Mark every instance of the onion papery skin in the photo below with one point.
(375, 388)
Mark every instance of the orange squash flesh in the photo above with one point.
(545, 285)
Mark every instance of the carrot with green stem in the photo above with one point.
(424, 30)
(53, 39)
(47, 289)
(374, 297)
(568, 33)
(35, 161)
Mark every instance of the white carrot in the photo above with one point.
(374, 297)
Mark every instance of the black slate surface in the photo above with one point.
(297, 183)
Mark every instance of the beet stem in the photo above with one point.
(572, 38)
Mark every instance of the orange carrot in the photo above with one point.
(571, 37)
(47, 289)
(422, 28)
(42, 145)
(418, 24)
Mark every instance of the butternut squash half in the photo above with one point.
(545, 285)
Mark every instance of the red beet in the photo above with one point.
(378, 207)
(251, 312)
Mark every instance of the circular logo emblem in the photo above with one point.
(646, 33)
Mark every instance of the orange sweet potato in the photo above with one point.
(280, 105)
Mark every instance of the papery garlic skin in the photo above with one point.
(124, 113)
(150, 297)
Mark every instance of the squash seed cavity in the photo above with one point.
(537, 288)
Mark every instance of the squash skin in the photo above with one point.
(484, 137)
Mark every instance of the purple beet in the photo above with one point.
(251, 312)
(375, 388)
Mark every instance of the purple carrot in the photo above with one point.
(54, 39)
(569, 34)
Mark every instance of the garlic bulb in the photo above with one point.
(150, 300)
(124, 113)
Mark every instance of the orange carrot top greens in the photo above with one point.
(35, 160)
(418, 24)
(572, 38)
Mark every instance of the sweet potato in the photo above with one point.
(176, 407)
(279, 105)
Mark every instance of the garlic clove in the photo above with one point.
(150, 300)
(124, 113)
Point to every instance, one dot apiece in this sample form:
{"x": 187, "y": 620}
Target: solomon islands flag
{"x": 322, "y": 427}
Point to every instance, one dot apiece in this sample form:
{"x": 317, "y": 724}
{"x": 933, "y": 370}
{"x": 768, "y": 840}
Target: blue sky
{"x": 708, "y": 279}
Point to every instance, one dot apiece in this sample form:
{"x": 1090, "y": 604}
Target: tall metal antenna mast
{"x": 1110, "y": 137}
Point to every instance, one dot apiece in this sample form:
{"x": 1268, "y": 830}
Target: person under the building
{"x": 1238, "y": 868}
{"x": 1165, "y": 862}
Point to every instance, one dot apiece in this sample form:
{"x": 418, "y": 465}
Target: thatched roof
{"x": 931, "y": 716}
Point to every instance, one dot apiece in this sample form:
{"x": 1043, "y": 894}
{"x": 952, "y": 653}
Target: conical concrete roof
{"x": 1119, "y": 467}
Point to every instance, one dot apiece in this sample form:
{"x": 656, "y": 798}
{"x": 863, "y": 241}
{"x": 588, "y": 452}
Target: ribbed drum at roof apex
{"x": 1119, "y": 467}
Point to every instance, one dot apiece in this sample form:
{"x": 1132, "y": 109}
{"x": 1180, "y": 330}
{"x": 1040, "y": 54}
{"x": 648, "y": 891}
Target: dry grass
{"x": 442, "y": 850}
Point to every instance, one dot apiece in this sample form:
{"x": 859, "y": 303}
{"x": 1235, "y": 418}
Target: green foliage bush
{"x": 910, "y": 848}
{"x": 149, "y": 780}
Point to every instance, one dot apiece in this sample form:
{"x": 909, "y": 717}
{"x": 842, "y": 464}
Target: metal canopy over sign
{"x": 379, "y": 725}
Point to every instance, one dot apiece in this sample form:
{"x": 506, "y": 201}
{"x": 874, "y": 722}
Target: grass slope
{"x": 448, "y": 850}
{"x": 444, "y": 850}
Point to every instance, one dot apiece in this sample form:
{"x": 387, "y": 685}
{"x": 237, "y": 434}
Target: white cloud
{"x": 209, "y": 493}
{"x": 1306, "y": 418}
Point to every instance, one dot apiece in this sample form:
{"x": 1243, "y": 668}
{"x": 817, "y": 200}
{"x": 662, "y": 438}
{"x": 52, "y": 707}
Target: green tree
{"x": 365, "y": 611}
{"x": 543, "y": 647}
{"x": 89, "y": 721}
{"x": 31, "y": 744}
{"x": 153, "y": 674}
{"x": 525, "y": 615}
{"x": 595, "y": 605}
==
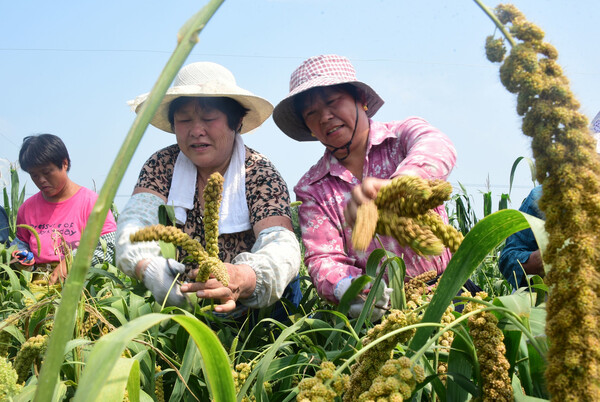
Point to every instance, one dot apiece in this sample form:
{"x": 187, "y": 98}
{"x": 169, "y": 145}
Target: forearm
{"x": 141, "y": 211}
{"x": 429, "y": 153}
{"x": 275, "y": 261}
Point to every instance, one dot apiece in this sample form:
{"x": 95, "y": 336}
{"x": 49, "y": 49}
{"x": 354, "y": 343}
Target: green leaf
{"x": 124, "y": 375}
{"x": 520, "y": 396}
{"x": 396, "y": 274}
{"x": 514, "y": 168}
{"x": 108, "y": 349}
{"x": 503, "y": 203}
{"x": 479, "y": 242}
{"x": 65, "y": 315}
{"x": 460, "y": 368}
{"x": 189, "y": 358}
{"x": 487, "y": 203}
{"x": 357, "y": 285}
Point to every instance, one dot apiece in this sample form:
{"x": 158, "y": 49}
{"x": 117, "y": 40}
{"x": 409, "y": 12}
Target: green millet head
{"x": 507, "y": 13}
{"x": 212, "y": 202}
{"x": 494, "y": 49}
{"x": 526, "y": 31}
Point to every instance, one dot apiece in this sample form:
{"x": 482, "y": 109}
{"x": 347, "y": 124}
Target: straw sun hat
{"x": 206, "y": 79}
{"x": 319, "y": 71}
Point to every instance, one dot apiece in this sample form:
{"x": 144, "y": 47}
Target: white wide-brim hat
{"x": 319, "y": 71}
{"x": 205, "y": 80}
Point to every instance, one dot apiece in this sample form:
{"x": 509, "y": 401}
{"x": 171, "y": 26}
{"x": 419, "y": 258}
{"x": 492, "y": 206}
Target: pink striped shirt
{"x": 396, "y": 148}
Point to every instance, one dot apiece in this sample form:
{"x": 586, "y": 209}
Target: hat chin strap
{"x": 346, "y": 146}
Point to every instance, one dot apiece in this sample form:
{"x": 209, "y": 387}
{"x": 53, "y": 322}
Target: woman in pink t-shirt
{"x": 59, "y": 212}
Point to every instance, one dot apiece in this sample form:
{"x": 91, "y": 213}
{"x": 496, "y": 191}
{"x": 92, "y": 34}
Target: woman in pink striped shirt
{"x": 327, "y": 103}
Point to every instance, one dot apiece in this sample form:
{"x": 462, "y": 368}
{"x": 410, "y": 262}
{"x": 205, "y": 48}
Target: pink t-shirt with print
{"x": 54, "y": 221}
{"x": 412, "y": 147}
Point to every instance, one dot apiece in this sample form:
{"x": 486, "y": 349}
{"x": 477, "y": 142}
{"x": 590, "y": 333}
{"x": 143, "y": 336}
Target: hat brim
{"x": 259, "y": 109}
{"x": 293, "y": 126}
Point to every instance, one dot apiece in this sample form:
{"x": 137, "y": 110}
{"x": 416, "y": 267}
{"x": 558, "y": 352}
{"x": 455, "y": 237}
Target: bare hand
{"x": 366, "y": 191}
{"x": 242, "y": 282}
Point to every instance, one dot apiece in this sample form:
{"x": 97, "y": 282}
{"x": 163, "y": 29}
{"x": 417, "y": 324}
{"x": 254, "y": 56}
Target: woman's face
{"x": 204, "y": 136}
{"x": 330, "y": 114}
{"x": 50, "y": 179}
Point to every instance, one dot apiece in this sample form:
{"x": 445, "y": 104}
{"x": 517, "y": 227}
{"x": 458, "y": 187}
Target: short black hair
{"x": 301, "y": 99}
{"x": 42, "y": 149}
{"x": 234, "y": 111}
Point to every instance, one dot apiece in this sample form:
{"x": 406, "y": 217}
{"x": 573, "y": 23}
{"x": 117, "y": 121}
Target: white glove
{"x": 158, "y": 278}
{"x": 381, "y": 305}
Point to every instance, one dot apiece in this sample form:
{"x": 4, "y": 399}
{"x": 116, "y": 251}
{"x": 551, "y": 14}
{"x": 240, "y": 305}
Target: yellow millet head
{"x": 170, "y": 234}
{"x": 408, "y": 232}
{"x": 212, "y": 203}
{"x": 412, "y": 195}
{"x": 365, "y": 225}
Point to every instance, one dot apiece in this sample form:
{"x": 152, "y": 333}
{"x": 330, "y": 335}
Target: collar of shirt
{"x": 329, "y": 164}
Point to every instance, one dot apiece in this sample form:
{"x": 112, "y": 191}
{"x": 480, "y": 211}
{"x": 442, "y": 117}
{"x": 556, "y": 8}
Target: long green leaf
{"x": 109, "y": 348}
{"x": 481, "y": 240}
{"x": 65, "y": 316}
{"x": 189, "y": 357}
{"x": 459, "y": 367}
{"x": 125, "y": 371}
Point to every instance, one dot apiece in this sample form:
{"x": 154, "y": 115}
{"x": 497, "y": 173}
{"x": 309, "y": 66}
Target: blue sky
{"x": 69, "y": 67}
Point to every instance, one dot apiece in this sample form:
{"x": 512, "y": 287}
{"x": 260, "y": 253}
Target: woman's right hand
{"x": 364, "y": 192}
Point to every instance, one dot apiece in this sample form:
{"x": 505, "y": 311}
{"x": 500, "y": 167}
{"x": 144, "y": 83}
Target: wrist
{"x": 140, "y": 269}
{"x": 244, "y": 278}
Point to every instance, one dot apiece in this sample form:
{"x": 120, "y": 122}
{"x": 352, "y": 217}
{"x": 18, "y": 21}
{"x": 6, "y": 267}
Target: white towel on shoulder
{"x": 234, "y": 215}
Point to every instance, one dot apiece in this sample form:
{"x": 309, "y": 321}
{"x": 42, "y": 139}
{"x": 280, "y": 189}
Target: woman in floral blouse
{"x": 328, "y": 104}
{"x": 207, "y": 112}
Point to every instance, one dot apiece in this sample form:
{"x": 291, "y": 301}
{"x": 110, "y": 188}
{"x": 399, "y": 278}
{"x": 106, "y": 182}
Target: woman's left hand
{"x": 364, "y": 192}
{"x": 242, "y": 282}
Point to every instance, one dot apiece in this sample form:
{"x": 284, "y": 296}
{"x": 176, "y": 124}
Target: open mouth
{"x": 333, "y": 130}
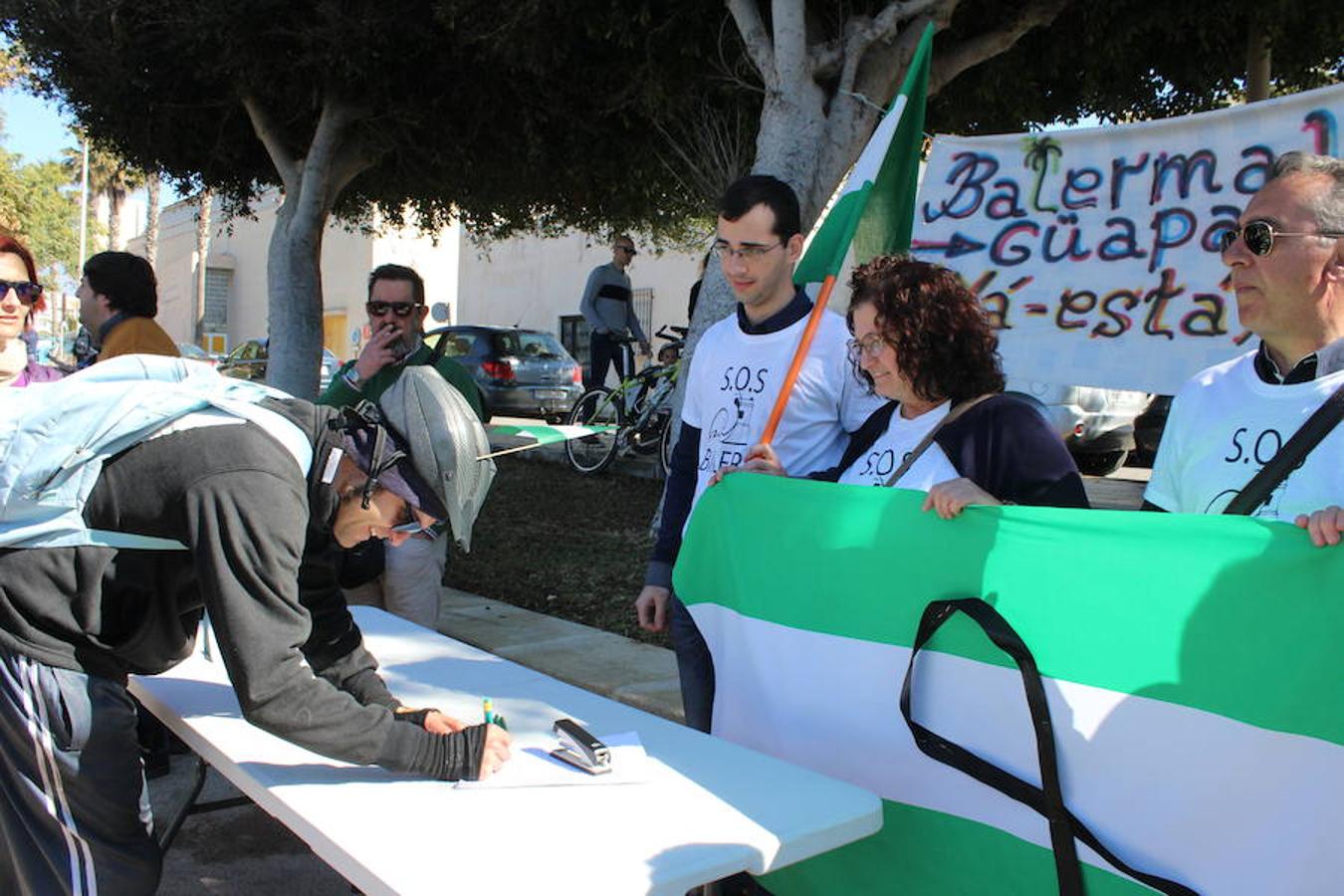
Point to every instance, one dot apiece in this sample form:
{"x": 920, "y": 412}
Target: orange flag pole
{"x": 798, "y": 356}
...
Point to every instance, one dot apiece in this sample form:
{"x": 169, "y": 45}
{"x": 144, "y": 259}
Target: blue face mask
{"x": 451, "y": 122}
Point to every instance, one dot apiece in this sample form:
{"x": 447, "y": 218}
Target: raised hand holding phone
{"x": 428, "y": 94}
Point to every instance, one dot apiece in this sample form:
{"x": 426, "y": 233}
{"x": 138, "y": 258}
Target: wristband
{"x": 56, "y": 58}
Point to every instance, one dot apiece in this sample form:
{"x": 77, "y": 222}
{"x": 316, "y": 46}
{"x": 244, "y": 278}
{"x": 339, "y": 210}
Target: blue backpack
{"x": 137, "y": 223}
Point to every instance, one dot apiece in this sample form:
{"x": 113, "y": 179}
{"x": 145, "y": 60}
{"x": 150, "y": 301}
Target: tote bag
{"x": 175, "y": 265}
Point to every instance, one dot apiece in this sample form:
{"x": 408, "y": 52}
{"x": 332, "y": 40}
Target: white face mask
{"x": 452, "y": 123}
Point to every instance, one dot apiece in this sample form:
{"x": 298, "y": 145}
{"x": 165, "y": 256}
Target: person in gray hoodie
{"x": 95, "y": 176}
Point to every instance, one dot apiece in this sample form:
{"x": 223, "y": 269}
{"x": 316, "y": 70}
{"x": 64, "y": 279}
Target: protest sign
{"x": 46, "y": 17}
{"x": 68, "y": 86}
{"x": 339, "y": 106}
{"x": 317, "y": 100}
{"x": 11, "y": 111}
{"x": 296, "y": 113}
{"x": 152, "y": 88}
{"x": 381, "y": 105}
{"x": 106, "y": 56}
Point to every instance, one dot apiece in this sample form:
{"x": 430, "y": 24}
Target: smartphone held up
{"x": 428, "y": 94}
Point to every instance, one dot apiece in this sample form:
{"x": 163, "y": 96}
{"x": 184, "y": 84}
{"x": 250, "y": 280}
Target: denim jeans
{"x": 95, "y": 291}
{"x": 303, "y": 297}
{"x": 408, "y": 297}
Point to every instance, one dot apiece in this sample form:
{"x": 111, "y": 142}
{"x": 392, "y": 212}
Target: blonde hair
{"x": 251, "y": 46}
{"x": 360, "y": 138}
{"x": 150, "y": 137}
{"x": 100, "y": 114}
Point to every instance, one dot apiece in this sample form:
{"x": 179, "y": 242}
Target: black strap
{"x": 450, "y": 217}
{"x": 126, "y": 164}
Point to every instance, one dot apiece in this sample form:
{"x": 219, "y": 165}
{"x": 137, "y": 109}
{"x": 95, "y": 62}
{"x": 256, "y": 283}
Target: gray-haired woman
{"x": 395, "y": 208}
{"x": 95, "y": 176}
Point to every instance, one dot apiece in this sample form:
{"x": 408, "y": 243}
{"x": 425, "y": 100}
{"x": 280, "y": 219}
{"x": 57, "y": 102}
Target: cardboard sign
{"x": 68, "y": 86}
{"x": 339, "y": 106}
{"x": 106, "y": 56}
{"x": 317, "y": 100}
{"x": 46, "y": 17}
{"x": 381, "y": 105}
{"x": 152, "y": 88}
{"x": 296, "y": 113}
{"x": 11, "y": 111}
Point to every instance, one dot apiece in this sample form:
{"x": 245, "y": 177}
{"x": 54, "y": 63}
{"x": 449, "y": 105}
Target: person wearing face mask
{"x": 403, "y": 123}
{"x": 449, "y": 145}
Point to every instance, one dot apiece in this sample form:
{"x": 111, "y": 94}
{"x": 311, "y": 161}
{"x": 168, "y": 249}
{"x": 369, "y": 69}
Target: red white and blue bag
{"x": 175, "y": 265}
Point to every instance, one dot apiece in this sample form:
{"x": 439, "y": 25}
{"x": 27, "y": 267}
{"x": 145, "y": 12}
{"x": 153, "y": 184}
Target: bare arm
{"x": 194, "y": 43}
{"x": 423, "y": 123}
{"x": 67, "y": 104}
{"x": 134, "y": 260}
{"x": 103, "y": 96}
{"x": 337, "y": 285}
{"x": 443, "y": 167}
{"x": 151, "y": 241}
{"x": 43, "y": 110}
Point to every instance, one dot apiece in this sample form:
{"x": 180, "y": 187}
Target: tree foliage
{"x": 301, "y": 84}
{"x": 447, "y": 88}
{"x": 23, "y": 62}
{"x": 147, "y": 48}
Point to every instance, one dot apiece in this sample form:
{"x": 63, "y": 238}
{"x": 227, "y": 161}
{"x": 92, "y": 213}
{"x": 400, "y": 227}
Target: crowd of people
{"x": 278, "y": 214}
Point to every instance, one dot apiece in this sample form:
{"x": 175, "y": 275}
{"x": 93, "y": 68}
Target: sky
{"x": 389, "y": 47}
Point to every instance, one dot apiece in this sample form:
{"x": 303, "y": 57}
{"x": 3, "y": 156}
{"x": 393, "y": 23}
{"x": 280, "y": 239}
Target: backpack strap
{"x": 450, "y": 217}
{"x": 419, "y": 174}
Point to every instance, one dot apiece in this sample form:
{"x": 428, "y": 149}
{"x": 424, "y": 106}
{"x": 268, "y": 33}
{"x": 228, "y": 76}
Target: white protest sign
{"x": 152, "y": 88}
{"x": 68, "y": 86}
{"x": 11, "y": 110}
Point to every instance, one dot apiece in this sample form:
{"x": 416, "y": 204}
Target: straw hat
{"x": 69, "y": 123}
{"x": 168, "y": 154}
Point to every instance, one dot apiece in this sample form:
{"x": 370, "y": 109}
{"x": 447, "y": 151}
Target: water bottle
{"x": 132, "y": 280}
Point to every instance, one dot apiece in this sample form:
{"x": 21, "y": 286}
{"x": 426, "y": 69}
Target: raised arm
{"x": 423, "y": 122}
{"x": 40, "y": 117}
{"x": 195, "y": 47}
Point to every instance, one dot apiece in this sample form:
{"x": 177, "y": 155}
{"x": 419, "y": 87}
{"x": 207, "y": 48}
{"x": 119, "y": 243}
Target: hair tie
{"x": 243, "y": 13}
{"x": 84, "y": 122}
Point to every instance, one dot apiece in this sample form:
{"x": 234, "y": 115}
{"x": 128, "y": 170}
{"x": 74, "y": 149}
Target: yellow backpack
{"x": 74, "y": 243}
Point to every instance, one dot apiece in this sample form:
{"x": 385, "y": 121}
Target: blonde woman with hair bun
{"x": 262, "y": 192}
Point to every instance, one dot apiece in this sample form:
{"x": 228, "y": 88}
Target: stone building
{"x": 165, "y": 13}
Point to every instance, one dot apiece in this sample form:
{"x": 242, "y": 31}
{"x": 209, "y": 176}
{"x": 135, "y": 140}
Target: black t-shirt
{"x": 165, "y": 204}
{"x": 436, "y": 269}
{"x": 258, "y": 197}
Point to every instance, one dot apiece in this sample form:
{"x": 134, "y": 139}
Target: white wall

SHORT EXERCISE
Which lines in the records above contain the string "sweet"? Copy each of them, and treat uppercase and lowercase as different.

PROBLEM SOLUTION
Mark every instance of the orange sweet potato in the photo above with one point.
Mark every instance of the sweet potato in the photo above with one point.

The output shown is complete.